*** DATA IN THIS EXERCISE

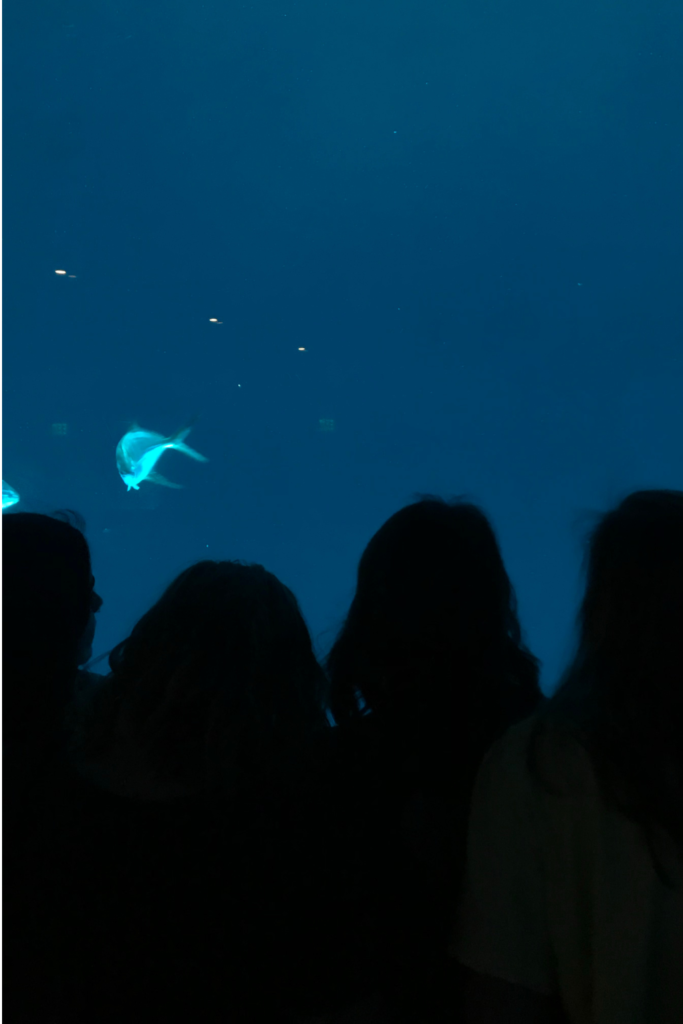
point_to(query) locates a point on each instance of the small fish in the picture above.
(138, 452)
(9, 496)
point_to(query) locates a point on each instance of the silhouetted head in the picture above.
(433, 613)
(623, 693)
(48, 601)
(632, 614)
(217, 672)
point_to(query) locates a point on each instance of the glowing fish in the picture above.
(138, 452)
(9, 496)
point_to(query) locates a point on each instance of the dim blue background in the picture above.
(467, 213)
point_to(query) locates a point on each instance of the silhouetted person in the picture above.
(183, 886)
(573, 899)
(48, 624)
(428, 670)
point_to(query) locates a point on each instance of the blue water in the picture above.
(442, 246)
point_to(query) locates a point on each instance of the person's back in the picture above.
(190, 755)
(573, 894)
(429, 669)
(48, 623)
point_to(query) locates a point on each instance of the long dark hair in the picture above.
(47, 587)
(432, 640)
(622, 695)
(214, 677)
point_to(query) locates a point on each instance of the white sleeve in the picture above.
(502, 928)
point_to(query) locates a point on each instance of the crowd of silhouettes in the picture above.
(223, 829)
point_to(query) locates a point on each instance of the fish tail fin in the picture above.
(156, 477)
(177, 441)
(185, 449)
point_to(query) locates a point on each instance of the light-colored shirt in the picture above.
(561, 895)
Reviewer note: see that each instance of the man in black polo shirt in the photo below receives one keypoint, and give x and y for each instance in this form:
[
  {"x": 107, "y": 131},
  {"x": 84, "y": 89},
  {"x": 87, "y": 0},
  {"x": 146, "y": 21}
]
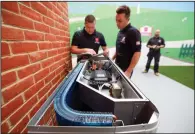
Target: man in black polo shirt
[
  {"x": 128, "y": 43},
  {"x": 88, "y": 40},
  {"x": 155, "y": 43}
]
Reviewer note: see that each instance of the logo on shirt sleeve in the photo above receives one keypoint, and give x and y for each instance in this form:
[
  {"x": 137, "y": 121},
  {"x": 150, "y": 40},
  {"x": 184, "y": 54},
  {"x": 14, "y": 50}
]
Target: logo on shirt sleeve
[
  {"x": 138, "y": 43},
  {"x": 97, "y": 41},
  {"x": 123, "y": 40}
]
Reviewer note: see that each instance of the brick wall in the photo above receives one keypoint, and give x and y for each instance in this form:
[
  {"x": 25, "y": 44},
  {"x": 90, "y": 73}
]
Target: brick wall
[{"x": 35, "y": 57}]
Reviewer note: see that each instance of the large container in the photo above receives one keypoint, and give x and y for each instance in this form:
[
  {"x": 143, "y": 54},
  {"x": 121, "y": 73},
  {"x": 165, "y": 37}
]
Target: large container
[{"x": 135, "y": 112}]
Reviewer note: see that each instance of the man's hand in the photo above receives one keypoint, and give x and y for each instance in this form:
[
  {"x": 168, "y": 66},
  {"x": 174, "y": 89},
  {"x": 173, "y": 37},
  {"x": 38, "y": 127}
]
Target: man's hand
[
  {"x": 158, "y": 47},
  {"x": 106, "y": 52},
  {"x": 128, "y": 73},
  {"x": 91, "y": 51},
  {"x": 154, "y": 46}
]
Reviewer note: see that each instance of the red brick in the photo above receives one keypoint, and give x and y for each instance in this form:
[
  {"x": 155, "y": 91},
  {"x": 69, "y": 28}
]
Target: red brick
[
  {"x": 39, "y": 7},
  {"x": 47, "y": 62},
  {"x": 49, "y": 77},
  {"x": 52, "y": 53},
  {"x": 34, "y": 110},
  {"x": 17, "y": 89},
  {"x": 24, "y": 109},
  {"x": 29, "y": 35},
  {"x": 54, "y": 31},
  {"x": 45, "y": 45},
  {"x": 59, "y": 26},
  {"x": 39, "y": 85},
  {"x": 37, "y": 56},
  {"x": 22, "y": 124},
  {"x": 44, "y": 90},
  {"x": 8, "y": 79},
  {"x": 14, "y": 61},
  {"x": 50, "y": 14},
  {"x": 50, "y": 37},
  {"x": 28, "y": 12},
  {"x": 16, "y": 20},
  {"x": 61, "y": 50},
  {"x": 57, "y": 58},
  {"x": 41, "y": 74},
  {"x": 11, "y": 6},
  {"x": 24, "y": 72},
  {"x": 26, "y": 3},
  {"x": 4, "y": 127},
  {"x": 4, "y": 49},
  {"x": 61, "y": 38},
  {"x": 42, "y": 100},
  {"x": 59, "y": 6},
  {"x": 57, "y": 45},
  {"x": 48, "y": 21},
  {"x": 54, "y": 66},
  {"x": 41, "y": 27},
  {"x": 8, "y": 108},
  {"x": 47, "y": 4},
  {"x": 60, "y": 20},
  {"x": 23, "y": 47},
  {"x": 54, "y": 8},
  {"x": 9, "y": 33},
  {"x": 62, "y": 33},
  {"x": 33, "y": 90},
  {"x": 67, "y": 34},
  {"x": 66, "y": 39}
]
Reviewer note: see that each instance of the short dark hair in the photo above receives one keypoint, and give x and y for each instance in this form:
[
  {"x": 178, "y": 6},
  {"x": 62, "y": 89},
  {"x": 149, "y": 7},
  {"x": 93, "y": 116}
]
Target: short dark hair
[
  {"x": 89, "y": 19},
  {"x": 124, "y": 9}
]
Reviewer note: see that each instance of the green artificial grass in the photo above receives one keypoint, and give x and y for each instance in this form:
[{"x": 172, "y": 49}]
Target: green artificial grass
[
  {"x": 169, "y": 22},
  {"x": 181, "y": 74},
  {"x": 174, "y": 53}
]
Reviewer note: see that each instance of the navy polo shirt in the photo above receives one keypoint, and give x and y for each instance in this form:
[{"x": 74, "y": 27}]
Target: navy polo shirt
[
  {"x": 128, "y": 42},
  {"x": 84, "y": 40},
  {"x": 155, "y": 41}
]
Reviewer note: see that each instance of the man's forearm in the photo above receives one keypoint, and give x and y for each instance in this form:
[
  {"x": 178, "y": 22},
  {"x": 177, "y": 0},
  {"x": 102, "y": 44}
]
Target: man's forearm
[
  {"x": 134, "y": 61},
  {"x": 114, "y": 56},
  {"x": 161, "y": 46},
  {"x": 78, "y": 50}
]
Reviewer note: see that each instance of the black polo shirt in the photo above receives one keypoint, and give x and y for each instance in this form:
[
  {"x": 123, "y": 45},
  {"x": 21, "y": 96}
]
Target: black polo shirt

******

- [ACTIVITY]: Copy the data in full. No pictures belong in the copy.

- [ANSWER BELOW]:
point_to(query) locates a point on each instance of the small fish in the picture above.
(138, 452)
(9, 496)
point_to(query) locates a point on each instance of the silhouetted head in the picture above.
(433, 613)
(623, 693)
(48, 601)
(632, 614)
(217, 672)
point_to(query) locates a point on each instance of the glowing fish in the picture above.
(138, 452)
(9, 496)
point_to(query) locates a point on each instance of the dim blue background in the picture above.
(467, 213)
point_to(query) locates a point on each instance of the silhouetted person in the picture above.
(183, 886)
(573, 899)
(48, 624)
(428, 670)
point_to(query) locates a point on each instance of the blue water in the picture above.
(442, 246)
point_to(query) locates a point on each instance of the person's back in the picture above.
(190, 755)
(573, 894)
(429, 669)
(48, 623)
point_to(query) locates a point on each instance of the long dark hair in the picture above.
(47, 587)
(432, 640)
(622, 695)
(214, 677)
point_to(query) locates a point on each instance of the white sleeve in the picture above.
(502, 928)
point_to(query) locates a point on each instance of the crowd of silhouettes in the picture above.
(223, 829)
point_to(query) locates a point on each instance of the fish tail fin in the picture above.
(156, 477)
(177, 441)
(185, 449)
point_to(query) locates a point on each instance of the light-colored shirt in the picture above.
(561, 895)
Reviewer note: see that each instance of the man in black polo shirt in the photo below receives one keypoint, and give x and y for each instance in this form:
[
  {"x": 107, "y": 131},
  {"x": 84, "y": 89},
  {"x": 87, "y": 0},
  {"x": 146, "y": 21}
]
Target: man in black polo shirt
[
  {"x": 128, "y": 43},
  {"x": 88, "y": 40},
  {"x": 155, "y": 43}
]
Reviewer note: see that each instance of the logo on shirt sleeve in the photo above receives one keypoint, and give x and y for each instance in this form:
[
  {"x": 137, "y": 121},
  {"x": 150, "y": 40},
  {"x": 184, "y": 54},
  {"x": 14, "y": 50}
]
Target: logo on shirt sleeve
[
  {"x": 138, "y": 43},
  {"x": 97, "y": 41},
  {"x": 123, "y": 40}
]
Reviewer note: see that each instance of the brick wall in the photo above receives one keypoint, and give x and y for each instance in this form:
[
  {"x": 25, "y": 44},
  {"x": 90, "y": 73}
]
Target: brick wall
[{"x": 35, "y": 57}]
Reviewer note: see that each instance of the large container in the photo above receives one keypoint, and give x and y for each instance in this form:
[
  {"x": 143, "y": 54},
  {"x": 121, "y": 73},
  {"x": 165, "y": 37}
]
Target: large container
[{"x": 135, "y": 112}]
Reviewer note: see that each instance of the man's hand in the photo above receives one keypoint, and give x and y for each instance in this form:
[
  {"x": 168, "y": 66},
  {"x": 174, "y": 89},
  {"x": 173, "y": 37},
  {"x": 38, "y": 127}
]
Target: man's hand
[
  {"x": 158, "y": 47},
  {"x": 106, "y": 52},
  {"x": 128, "y": 73},
  {"x": 91, "y": 51},
  {"x": 154, "y": 46}
]
Reviewer note: see that each instance of the red brick in the photo above receives one keypoint, and give x and y for each instance in this form:
[
  {"x": 155, "y": 91},
  {"x": 69, "y": 28}
]
Target: red brick
[
  {"x": 39, "y": 7},
  {"x": 47, "y": 62},
  {"x": 49, "y": 77},
  {"x": 52, "y": 53},
  {"x": 34, "y": 110},
  {"x": 17, "y": 89},
  {"x": 24, "y": 109},
  {"x": 29, "y": 35},
  {"x": 54, "y": 31},
  {"x": 45, "y": 45},
  {"x": 59, "y": 26},
  {"x": 39, "y": 85},
  {"x": 37, "y": 56},
  {"x": 22, "y": 124},
  {"x": 44, "y": 90},
  {"x": 8, "y": 79},
  {"x": 14, "y": 61},
  {"x": 50, "y": 14},
  {"x": 50, "y": 37},
  {"x": 28, "y": 12},
  {"x": 16, "y": 20},
  {"x": 61, "y": 50},
  {"x": 57, "y": 58},
  {"x": 41, "y": 74},
  {"x": 11, "y": 6},
  {"x": 24, "y": 72},
  {"x": 26, "y": 3},
  {"x": 4, "y": 127},
  {"x": 4, "y": 49},
  {"x": 61, "y": 38},
  {"x": 42, "y": 100},
  {"x": 59, "y": 6},
  {"x": 57, "y": 45},
  {"x": 48, "y": 21},
  {"x": 54, "y": 66},
  {"x": 41, "y": 27},
  {"x": 8, "y": 108},
  {"x": 47, "y": 4},
  {"x": 60, "y": 20},
  {"x": 23, "y": 47},
  {"x": 54, "y": 8},
  {"x": 9, "y": 33},
  {"x": 62, "y": 33},
  {"x": 33, "y": 90},
  {"x": 67, "y": 34},
  {"x": 66, "y": 39}
]
Reviewer note: see that each instance of the short dark hair in the photo above receives one keypoint, and give x and y for each instance in this form:
[
  {"x": 178, "y": 6},
  {"x": 62, "y": 89},
  {"x": 149, "y": 7},
  {"x": 93, "y": 116}
]
Target: short dark hair
[
  {"x": 89, "y": 19},
  {"x": 124, "y": 9}
]
Reviewer note: see that each instance of the green artificial grass in the photo above receives one keypoint, and give x and y for each instance in this form:
[{"x": 172, "y": 49}]
Target: green artificial grass
[
  {"x": 169, "y": 22},
  {"x": 181, "y": 74},
  {"x": 174, "y": 53}
]
Reviewer note: see that each instance of the navy polo shirt in the photo above receives one keypoint, and give x and y for each instance in this form:
[{"x": 74, "y": 27}]
Target: navy polo shirt
[
  {"x": 128, "y": 42},
  {"x": 84, "y": 40},
  {"x": 155, "y": 41}
]
Reviewer note: see that each instance of the man's forearm in the photo above receives one keypoint, and give x and y for each instance in this form:
[
  {"x": 178, "y": 22},
  {"x": 177, "y": 0},
  {"x": 102, "y": 44}
]
Target: man's forearm
[
  {"x": 134, "y": 61},
  {"x": 114, "y": 56},
  {"x": 161, "y": 46},
  {"x": 78, "y": 50}
]
Reviewer note: see that each instance of the black polo shirt in the photo above receives one keypoint, and give x and y for each instance in this form:
[
  {"x": 123, "y": 45},
  {"x": 21, "y": 96}
]
Target: black polo shirt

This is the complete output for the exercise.